■ Exercise aim ■
Copy out the rows below, swapping "put a point on" for "mark" wherever it occurs and keeping everything else the same.
───── Listed records
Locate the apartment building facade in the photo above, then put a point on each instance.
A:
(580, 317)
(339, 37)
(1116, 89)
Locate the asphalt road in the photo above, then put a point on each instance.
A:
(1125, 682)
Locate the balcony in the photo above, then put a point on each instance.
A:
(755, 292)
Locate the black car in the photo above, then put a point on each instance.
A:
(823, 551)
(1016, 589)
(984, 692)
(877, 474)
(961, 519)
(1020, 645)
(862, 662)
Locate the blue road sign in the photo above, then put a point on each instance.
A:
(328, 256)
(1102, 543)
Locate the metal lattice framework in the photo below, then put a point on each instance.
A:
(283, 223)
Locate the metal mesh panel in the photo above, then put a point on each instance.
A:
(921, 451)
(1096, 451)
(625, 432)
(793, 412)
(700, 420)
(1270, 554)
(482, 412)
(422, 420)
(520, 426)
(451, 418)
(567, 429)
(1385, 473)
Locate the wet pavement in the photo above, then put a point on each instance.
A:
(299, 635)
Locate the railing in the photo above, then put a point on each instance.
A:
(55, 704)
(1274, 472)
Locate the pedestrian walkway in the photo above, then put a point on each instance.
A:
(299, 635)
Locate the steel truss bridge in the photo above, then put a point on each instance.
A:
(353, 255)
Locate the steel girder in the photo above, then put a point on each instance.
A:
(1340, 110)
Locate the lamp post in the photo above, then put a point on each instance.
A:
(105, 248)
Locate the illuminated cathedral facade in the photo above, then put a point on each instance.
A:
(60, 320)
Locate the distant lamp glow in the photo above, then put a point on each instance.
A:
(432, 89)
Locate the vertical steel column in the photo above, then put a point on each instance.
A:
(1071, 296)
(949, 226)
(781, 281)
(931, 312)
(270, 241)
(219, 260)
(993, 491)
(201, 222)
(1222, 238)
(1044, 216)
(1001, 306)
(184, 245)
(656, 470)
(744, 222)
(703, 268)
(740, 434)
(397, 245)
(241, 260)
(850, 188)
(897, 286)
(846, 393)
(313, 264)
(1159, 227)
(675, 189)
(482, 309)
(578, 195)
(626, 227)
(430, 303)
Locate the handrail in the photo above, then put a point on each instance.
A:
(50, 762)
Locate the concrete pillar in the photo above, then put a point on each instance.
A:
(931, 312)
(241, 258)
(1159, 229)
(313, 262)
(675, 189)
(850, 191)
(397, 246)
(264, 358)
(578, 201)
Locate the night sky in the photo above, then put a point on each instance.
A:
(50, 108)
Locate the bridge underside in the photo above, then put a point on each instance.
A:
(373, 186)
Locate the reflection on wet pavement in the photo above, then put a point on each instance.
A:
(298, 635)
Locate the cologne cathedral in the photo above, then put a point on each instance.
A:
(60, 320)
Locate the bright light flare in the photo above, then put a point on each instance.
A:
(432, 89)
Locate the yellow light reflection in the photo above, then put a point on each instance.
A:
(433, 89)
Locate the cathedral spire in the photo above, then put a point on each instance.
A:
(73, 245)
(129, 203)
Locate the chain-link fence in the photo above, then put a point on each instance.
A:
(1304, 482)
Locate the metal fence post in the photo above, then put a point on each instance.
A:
──────────
■ Result for this exercise ■
Locate the apartment building facade in the photo above, then mark each instance.
A:
(580, 317)
(339, 37)
(1116, 89)
Locate the asphalt road in the photo above, then mark each instance.
A:
(1125, 682)
Locate the balcony in the photo above, then mark each instance.
A:
(755, 292)
Locate the black car in the photo above, then mark each instance.
A:
(823, 551)
(1016, 589)
(984, 692)
(877, 474)
(961, 519)
(1020, 645)
(862, 662)
Locate the blue road sign in the photo above, then mark each instance.
A:
(328, 256)
(1102, 543)
Locate the metal lattice framework in the photo below, then mark each instance.
A:
(283, 223)
Locate the metal mesh panel in the photo above, then mark each instance.
A:
(921, 451)
(1096, 451)
(625, 432)
(793, 412)
(700, 420)
(1270, 554)
(482, 412)
(422, 420)
(520, 426)
(451, 418)
(567, 429)
(1385, 473)
Locate the wet pavement in the photo above, then mark each instance.
A:
(299, 635)
Locate the railing in the photo above, then mark each instance.
A:
(55, 704)
(1274, 472)
Locate the pedestrian walkway in the photo above, then mark each instance.
A:
(299, 635)
Locate the steel truss bridge in the photo above, then mark each instance.
A:
(353, 255)
Locate the steel girder in the photo above, then mark each instance.
A:
(1340, 110)
Locate the lamp post in the photo above, then mark each instance.
A:
(105, 248)
Locate the illuminated cathedral facade in the photo above, then mark each instance.
A:
(60, 320)
Locate the distant lamp glow in the photo above, then mark each instance.
A:
(432, 89)
Locate the vertical steel column in the photo above, then mark each instance.
A:
(1071, 296)
(949, 226)
(781, 281)
(931, 312)
(270, 241)
(219, 260)
(993, 491)
(201, 222)
(1222, 238)
(1044, 216)
(1001, 306)
(184, 245)
(656, 470)
(744, 222)
(703, 268)
(740, 434)
(397, 245)
(241, 260)
(850, 188)
(897, 286)
(846, 393)
(313, 264)
(1159, 227)
(675, 189)
(482, 309)
(578, 195)
(626, 227)
(430, 303)
Locate the handrail in the photo above, then mark each instance.
A:
(50, 762)
Locate the concrete pillar in the photo above, then mark each instance.
A:
(931, 312)
(241, 258)
(1159, 229)
(313, 262)
(675, 189)
(850, 191)
(397, 246)
(264, 358)
(578, 201)
Locate the night sky in the photo above, then mark each instance.
A:
(50, 108)
Locate the bridge underside in the photo above, then mark each instance.
A:
(373, 186)
Locate the reflection on wet pavement in the photo above, then mark each instance.
A:
(298, 635)
Locate the cologne cathedral in the photo above, then mark each instance.
A:
(60, 320)
Locate the bright light flare in the photo above, then mark each instance.
A:
(432, 89)
Locate the yellow light reflection in the photo above, then mark each instance.
A:
(433, 89)
Locate the cathedral spire in the photo above, then mark each instance.
A:
(73, 245)
(129, 203)
Locate the chain-link fence in the photo above, then mark each instance.
A:
(1304, 482)
Locate the metal fence post in the photo above, then mark each instance.
A:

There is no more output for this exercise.